Please count how many lines of the records below contain the string "outline", treating uppercase and lowercase as different. Reply with only the number.

--- Start of Given entries ---

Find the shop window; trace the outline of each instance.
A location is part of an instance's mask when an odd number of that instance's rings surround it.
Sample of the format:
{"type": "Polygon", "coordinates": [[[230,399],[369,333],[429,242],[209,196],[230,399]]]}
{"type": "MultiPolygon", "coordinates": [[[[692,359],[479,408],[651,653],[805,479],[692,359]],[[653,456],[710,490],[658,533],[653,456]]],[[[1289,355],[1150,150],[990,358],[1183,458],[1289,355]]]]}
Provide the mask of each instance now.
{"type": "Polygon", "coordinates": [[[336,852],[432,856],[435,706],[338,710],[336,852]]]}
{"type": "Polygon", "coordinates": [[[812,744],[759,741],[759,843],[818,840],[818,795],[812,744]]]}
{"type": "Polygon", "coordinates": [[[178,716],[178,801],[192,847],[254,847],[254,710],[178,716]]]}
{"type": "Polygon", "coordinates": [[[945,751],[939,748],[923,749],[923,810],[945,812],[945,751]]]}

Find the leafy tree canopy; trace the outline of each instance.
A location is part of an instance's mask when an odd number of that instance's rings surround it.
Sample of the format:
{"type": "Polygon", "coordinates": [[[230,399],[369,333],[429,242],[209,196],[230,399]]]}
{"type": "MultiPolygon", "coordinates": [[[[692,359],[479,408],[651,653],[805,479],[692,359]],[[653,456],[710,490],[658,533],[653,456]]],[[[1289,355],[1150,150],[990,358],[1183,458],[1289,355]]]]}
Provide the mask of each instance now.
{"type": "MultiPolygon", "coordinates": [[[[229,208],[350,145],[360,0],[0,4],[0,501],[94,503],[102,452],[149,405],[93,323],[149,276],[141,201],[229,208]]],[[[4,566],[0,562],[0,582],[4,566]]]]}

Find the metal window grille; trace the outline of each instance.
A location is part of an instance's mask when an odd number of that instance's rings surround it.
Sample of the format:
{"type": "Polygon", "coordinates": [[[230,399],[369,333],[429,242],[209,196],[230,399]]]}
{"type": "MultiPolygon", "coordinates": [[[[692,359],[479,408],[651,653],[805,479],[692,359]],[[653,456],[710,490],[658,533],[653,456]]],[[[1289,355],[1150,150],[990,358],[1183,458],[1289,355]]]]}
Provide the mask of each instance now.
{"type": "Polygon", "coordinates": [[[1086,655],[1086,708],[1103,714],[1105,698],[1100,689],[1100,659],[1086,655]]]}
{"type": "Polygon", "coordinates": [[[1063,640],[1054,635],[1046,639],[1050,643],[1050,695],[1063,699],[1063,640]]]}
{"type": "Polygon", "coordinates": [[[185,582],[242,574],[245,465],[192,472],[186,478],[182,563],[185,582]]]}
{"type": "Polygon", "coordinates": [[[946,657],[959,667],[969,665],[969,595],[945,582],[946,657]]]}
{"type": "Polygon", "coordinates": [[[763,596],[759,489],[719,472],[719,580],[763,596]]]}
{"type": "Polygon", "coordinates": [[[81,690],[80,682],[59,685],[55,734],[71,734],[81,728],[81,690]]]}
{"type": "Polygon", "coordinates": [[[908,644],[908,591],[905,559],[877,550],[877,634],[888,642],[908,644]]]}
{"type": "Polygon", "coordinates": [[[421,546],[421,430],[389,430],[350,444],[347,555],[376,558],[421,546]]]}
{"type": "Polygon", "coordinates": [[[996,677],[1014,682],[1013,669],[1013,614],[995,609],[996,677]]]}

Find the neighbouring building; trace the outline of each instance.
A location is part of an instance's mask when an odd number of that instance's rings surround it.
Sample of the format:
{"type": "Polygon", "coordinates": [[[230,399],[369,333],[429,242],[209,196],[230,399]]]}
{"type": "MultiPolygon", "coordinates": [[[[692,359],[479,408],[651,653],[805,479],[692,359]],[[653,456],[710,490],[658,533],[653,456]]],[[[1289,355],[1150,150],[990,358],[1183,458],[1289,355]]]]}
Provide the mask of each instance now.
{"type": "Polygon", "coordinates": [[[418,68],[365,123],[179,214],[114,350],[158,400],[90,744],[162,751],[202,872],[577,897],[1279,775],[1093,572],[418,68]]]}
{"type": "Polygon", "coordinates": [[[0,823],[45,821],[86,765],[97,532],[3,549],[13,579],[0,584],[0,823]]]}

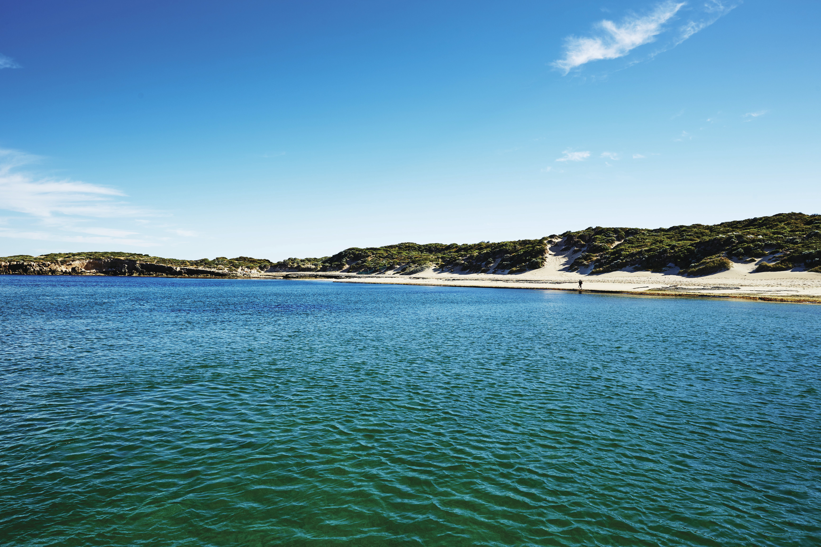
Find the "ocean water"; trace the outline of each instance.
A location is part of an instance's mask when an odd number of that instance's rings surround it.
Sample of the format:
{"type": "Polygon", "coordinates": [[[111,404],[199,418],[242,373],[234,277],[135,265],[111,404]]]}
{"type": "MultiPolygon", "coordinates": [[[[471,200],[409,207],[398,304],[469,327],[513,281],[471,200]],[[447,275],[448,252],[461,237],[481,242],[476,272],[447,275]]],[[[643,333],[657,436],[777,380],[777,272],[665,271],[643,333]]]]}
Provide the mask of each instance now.
{"type": "Polygon", "coordinates": [[[821,545],[821,307],[0,276],[0,545],[821,545]]]}

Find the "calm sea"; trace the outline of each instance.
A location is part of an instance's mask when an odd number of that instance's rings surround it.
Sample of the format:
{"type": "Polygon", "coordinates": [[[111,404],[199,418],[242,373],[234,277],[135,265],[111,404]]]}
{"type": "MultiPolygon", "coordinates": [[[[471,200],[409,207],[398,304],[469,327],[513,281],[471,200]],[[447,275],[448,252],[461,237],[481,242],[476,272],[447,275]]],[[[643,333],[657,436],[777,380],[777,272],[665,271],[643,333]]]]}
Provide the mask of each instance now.
{"type": "Polygon", "coordinates": [[[821,545],[821,306],[0,276],[2,545],[821,545]]]}

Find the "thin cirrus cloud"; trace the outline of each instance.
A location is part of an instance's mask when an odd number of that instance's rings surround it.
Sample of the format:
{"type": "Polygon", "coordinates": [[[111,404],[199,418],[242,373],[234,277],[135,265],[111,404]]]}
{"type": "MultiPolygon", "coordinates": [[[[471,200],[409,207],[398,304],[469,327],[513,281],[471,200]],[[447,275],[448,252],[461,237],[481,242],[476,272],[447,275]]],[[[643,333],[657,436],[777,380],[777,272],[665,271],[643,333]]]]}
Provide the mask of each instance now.
{"type": "Polygon", "coordinates": [[[556,160],[557,162],[581,162],[590,157],[589,151],[571,152],[570,150],[565,150],[562,153],[563,153],[564,156],[557,158],[556,160]]]}
{"type": "Polygon", "coordinates": [[[708,0],[690,7],[686,2],[667,1],[656,4],[646,15],[630,15],[619,23],[605,19],[594,25],[589,36],[565,39],[564,57],[552,64],[566,75],[593,61],[625,57],[663,34],[666,39],[661,48],[650,53],[653,57],[712,25],[736,5],[708,0]]]}
{"type": "Polygon", "coordinates": [[[20,68],[20,65],[16,63],[11,57],[0,53],[0,68],[20,68]]]}
{"type": "Polygon", "coordinates": [[[112,188],[21,171],[21,166],[37,159],[20,151],[0,149],[0,209],[17,213],[3,219],[0,236],[73,243],[154,244],[151,238],[136,231],[89,225],[103,218],[122,221],[161,213],[123,201],[125,194],[112,188]],[[138,237],[131,237],[135,235],[138,237]]]}

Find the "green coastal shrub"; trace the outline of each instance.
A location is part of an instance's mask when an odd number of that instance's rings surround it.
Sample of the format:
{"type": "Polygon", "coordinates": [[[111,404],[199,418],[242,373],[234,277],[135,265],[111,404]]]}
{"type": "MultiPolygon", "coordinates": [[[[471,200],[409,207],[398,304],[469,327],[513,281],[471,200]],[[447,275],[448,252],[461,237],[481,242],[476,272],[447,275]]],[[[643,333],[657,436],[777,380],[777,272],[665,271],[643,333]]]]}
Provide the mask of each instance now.
{"type": "Polygon", "coordinates": [[[708,257],[697,264],[693,264],[686,270],[682,270],[681,273],[685,276],[708,276],[712,273],[724,271],[732,267],[732,262],[720,255],[708,257]]]}
{"type": "Polygon", "coordinates": [[[759,271],[786,271],[787,270],[791,270],[793,268],[792,264],[790,262],[780,260],[777,262],[768,263],[761,262],[753,270],[754,273],[758,273],[759,271]]]}

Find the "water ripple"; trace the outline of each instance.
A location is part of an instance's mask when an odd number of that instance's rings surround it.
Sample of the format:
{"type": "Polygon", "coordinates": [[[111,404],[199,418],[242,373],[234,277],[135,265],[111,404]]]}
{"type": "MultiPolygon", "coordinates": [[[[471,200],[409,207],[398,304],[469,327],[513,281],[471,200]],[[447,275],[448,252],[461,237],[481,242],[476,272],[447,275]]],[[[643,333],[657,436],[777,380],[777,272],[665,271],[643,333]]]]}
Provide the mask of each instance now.
{"type": "Polygon", "coordinates": [[[0,277],[0,537],[819,545],[821,308],[0,277]]]}

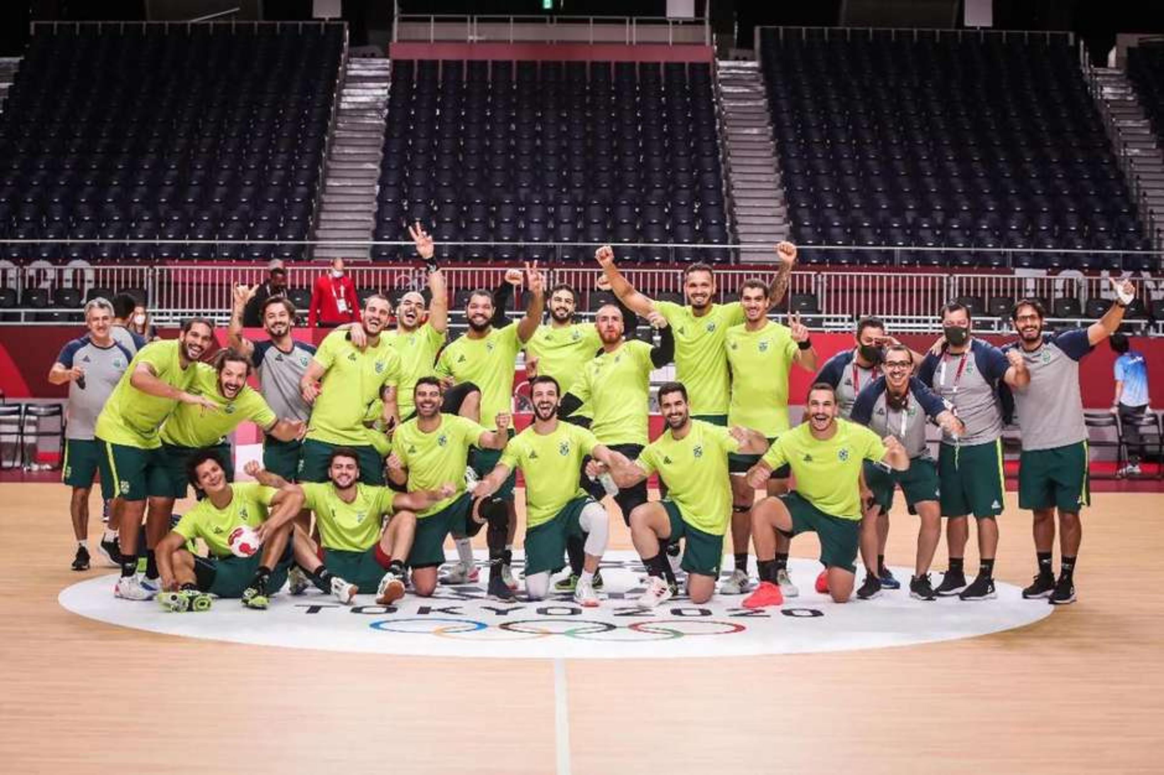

--- End of Given entries ---

* Exercise answer *
9